Copy out the data exactly, leaving the pictures behind.

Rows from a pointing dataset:
•••••
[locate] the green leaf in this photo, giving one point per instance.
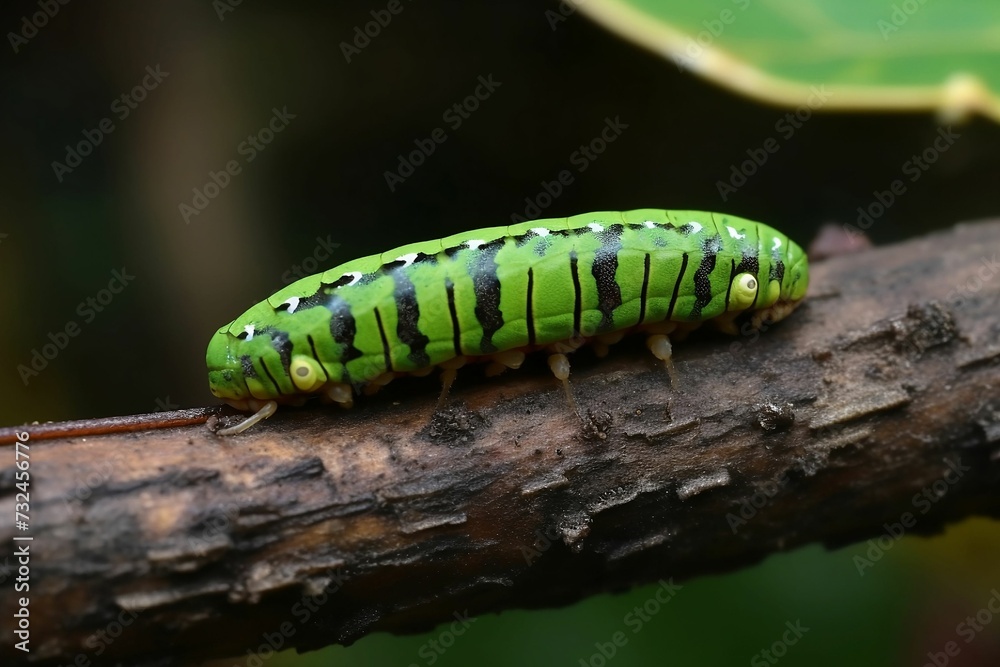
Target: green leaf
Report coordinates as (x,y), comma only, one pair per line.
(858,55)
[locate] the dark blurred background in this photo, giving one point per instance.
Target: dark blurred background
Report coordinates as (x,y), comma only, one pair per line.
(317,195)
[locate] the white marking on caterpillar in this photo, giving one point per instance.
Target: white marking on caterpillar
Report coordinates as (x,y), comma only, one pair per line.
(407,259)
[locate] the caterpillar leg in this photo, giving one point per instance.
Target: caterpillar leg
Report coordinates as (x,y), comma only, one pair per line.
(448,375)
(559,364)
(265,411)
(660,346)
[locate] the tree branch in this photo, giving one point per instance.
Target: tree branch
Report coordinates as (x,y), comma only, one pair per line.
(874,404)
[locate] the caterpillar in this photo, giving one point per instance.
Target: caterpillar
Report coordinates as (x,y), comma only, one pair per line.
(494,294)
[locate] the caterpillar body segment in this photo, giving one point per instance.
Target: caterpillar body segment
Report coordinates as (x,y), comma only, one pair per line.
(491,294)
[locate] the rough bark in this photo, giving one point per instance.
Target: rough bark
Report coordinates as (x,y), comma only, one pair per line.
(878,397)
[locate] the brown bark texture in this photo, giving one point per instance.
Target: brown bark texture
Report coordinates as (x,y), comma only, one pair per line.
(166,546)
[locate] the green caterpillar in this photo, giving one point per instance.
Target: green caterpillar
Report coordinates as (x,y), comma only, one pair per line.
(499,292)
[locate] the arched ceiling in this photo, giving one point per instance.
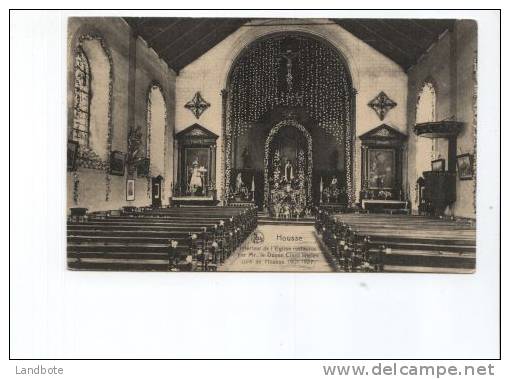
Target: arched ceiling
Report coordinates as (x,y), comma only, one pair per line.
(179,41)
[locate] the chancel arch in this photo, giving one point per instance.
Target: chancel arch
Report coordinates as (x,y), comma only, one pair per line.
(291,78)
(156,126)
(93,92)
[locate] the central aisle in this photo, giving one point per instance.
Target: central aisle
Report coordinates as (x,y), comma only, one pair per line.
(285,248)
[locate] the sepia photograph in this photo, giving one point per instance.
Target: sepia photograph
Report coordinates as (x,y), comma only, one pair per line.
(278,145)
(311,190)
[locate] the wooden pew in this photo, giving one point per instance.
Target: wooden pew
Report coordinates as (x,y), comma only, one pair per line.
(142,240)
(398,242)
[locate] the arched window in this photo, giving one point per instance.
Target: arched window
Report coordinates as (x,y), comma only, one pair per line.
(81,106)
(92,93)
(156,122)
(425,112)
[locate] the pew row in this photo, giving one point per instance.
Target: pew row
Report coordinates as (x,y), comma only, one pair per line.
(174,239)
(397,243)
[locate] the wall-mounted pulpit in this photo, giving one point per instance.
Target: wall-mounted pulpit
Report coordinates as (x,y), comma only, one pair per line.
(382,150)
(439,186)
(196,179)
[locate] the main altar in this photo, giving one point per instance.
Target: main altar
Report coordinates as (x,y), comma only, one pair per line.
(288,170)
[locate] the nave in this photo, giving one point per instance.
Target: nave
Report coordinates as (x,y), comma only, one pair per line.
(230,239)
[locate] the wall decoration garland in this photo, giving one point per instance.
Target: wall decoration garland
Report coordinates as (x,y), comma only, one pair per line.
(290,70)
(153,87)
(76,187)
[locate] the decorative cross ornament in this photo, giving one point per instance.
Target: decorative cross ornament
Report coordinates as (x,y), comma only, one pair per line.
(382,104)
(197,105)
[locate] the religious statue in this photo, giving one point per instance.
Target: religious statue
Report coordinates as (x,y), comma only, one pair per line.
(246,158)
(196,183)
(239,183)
•••••
Answer to the exercise:
[locate] the green leaf in this photo, giving one point per instance.
Target: green leaf
Report coordinates as (x,y), comma only, one pair per line.
(858,55)
[locate] the dark blurred background in this photo, giving one point per instance.
Target: dark blurred background
Report coordinates as (x,y), comma only, one pair per line.
(317,195)
[locate] the white marking on caterpillar in this photo, giving one point per instance.
Target: white marking on caterpillar
Report coordinates as (x,y), comma only, one pair per line.
(407,259)
[locate] the caterpillar leg in this photo, giving one point per instance.
Target: caterpillar leg
Report coordinates as (x,y), comma only, one pair per line.
(448,375)
(559,364)
(265,411)
(660,346)
[locate] the tree branch in this photo, giving one point per instance.
Target: tree branch
Report coordinates as (x,y), comma only, one pair per line.
(874,404)
[locate] the caterpillar in this photo, giving one point per instance.
Target: caterpillar
Report coordinates as (x,y), comma only, one pair per line.
(494,294)
[locate] the caterpillar body segment in this photo, giving one point per instance.
Target: caterpillar body segment
Report coordinates as (x,y), comma only, one pair per line.
(491,294)
[locate] the rough bark in this photo, giving one point per instance.
Target: rough bark
Report coordinates as (x,y), comma only, one pair per line.
(878,397)
[locate] the brown bark texture in this photo, giving one point per instance.
Target: brown bark texture
Report coordinates as (x,y), comma only, one pair per line.
(166,546)
[locate] the green caterpillar in this photo, giving one point per instance.
Target: green caterpillar
Report coordinates as (x,y), comma only, one pair per line.
(499,292)
[locate] the arched ceiling in this photo, giving one point per instance.
Target: arched ceiling
Report coordinates as (x,y), comma only, one pair per line.
(179,41)
[locate] the chancel arch in this photo, giving one point per instance.
Target: chancel arch
Report coordinates as (x,y), comma only, one pair per line.
(291,78)
(156,126)
(93,92)
[locate] the central aisle in this photo, giving one point per instance.
Target: central aisle
Report coordinates as (x,y), comma only, one pair per line.
(285,248)
[locate] the sepia photograph in this photo, giving one point per instance.
Target: sepia photograph
Report coordinates as (x,y), comma only, one pair per line.
(278,145)
(311,190)
[locate] the wooden pew in this photo, giving one point per instance.
Target: wooden pew
Report coordinates as (x,y), comma only, one pair per line.
(142,240)
(398,242)
[locate] the arched window in this photo, giving one point per instance.
Target: arched window
Report coordinates as (x,y), comma only, one pair per line.
(81,106)
(92,93)
(156,122)
(425,112)
[locate] the pew row in this photo, giving one point per instance.
Target: pew row
Report coordinates as (x,y), comma only, one pair per line.
(174,239)
(397,243)
[locate] the wall-mounted pulpit in this photo, giving one point per instance.
Target: wall-mounted pulpit
Report coordinates as (x,y), comma only, one pair per line.
(382,150)
(439,186)
(196,179)
[locate] the main altar in this photo, giving one point per instance.
Target: main altar
Report coordinates as (x,y), comma only, one pair per line.
(288,170)
[locate] the nave in this photo, giving one point per instance.
Target: nave
Report coordinates as (x,y), comma only, one pair per line.
(230,239)
[locate] the wall decoration garland in this photo, giving one point per instance.
Target: wall decoration garland
Report coordinates as (x,y), comma only, one pair per line.
(290,70)
(153,87)
(76,187)
[locate] the decorative cross ornament in this photo, giving one point per instance.
Target: decorative cross ornament
Report coordinates as (x,y), comma only, one pair per line.
(382,104)
(197,105)
[locate] the religious statue in this photo, giving one point per instance.
Target: religious statue
Report coordinates as (x,y), comma only, one pair per line.
(246,158)
(196,183)
(239,183)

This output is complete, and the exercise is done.